Automatic Generation of Frame Conditions for Array Components
by Claire Dross –
One of the most important challenges for SPARK users is to come up with adequate contracts and annotations, allowing GNATprove to verify the expected properties in a modular way. Among the annotations mandated by the SPARK toolset, the hardest to come up with are probably loop invariants.
As explained in a previous post, loop invariants are assertions that are used as cut point by the GNATprove tool to verify loop statements. In general, it is necessary to explicit in a loop invariant every information computed in the loop statement, or only the information computed in the last iteration will be available for proof.
A good loop invariant not only needs to describe how parts of variables modified by the loop evolve during the loop execution, but should also explicitly state the preservation of unmodified parts of modified variables. This last part is often forgotten, as it seems obvious to developers.
A previous post explains how GNATprove can automatically infer loop invariants for preservation of unmodified record components, and so, even if the record is itself nested inside a record or an array. Recently, this generation was improved to also support the simplest cases of partial array updates.

Exercise tasks:
1 - List every proper name (person or tool) that appears in the article on frame conditions for array components.
2 - Copy from the article on frame conditions for array components the part that opens with the words containing "Automatic Generation of" and closes with "probably loop invariants.".
3 - According to the article on frame conditions for array components, what part of a good loop invariant is often forgotten?

Information given:
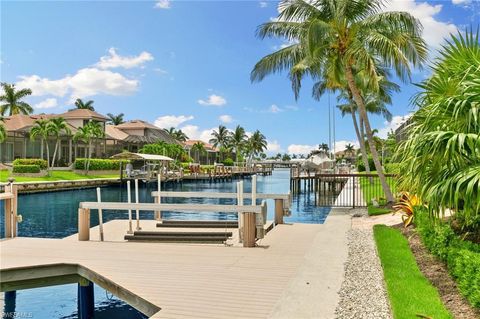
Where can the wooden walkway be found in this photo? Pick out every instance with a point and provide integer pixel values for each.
(200, 281)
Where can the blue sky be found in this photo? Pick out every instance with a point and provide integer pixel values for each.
(184, 64)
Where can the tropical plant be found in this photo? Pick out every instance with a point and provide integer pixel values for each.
(198, 148)
(406, 206)
(115, 119)
(42, 129)
(256, 144)
(88, 134)
(237, 140)
(12, 98)
(440, 160)
(335, 40)
(58, 126)
(79, 104)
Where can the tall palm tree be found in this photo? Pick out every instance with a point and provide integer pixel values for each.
(199, 149)
(220, 138)
(237, 140)
(256, 144)
(12, 98)
(79, 104)
(350, 149)
(115, 119)
(88, 134)
(337, 39)
(58, 126)
(43, 130)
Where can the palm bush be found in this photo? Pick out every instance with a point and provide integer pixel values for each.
(441, 158)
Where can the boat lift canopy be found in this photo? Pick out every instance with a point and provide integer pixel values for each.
(140, 156)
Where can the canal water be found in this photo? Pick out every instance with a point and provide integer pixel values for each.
(55, 215)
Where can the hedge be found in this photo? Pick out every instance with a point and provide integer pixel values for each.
(21, 169)
(31, 161)
(462, 257)
(97, 164)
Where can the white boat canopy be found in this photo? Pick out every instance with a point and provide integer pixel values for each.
(140, 156)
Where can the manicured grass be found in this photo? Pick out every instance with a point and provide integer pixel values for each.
(374, 211)
(54, 176)
(410, 293)
(374, 190)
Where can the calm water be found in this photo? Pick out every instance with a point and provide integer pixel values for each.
(55, 215)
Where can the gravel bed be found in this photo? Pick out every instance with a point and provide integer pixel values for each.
(362, 295)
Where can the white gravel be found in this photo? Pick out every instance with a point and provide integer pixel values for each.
(363, 295)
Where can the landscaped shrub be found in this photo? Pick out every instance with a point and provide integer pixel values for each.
(228, 162)
(462, 257)
(22, 169)
(31, 161)
(97, 164)
(361, 165)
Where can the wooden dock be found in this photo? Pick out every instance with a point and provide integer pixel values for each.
(201, 281)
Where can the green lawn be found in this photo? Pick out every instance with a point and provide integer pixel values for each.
(374, 211)
(374, 190)
(410, 293)
(54, 176)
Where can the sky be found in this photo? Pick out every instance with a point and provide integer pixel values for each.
(187, 64)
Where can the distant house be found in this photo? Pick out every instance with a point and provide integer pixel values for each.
(209, 157)
(130, 135)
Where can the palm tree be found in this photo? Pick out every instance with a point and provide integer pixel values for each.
(87, 134)
(337, 39)
(237, 140)
(220, 138)
(350, 149)
(58, 126)
(115, 119)
(84, 105)
(199, 149)
(440, 160)
(43, 130)
(256, 144)
(12, 98)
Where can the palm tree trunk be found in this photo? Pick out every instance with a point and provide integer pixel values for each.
(55, 153)
(89, 154)
(363, 114)
(361, 140)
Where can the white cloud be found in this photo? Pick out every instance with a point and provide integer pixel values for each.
(162, 4)
(46, 104)
(300, 149)
(113, 60)
(273, 147)
(225, 118)
(274, 109)
(341, 145)
(434, 31)
(86, 82)
(397, 120)
(460, 1)
(194, 133)
(213, 99)
(168, 121)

Answers to the exercises:
1 - Claire Dross, SPARK, GNATprove

2 -
Automatic Generation of Frame Conditions for Array Components
by Claire Dross –
One of the most important challenges for SPARK users is to come up with adequate contracts and annotations, allowing GNATprove to verify the expected properties in a modular way. Among the annotations mandated by the SPARK toolset, the hardest to come up with are probably loop invariants.

3 - The explicit statement that unmodified parts of modified variables are preserved.